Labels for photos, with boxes

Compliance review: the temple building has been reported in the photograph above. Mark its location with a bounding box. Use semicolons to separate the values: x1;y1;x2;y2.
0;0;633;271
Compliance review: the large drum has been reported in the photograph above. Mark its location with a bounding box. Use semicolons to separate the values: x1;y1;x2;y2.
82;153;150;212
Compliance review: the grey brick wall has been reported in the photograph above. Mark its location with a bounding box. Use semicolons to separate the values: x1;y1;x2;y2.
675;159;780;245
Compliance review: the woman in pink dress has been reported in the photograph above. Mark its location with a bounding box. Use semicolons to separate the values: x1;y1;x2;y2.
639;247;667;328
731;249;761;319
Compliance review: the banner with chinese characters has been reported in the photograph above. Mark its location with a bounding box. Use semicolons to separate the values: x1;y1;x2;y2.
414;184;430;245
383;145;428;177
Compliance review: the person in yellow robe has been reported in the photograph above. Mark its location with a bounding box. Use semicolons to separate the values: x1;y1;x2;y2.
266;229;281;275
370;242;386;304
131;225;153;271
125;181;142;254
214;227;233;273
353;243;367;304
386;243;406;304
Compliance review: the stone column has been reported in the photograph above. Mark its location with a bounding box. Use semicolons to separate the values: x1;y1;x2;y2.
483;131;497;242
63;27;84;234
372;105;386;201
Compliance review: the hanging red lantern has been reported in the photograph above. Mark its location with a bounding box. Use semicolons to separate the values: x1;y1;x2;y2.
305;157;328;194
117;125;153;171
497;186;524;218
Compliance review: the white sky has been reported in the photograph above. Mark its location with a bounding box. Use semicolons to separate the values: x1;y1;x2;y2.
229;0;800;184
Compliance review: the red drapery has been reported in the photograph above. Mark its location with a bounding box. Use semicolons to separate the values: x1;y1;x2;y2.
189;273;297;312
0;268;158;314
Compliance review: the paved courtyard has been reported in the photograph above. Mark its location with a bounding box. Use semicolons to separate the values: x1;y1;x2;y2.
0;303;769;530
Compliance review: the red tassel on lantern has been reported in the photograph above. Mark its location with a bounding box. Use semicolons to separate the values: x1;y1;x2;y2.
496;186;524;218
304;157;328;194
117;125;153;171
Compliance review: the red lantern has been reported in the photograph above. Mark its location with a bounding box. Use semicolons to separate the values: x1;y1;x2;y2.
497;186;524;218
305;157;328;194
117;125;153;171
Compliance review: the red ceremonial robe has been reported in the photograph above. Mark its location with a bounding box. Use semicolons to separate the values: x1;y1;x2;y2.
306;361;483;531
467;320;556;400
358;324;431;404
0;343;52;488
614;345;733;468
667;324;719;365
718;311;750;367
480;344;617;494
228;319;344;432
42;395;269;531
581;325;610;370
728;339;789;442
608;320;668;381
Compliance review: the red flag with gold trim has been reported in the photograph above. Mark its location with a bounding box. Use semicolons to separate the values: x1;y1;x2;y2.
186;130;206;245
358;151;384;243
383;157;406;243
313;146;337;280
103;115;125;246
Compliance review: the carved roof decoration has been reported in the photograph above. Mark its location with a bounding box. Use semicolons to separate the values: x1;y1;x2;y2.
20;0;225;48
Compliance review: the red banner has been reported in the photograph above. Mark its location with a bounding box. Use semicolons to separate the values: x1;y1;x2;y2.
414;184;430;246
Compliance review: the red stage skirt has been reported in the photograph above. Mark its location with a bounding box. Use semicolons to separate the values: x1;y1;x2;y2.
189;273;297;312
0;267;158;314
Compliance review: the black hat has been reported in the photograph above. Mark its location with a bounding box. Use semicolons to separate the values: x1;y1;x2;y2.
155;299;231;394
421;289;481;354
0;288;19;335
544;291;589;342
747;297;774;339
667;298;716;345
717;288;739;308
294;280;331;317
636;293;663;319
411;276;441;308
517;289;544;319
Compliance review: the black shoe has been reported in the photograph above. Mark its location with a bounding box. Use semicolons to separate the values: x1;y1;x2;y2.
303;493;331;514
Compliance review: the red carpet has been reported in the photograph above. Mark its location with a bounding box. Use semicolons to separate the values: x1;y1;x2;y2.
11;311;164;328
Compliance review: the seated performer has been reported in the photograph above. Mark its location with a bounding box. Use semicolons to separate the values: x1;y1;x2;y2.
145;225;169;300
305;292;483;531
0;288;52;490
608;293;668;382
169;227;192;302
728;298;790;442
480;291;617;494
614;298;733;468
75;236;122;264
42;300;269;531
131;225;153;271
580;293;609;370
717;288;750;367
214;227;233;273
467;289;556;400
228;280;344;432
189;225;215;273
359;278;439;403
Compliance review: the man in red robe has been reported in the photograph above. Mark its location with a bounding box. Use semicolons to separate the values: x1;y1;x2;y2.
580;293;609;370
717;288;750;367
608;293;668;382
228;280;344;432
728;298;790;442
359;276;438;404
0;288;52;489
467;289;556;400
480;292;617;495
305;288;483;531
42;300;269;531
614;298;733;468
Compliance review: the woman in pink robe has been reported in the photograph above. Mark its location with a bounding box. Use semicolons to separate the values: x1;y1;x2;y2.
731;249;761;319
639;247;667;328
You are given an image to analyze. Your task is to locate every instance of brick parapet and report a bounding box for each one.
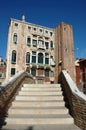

• [INSTRUCTION] Which of the lines above contain the word "each"? Return every one of them in full.

• [SOLUTION FOR THIS TASK]
You are given an image to analyze. Your task is to locate every instance of brick parapet and report a bounding box for each one.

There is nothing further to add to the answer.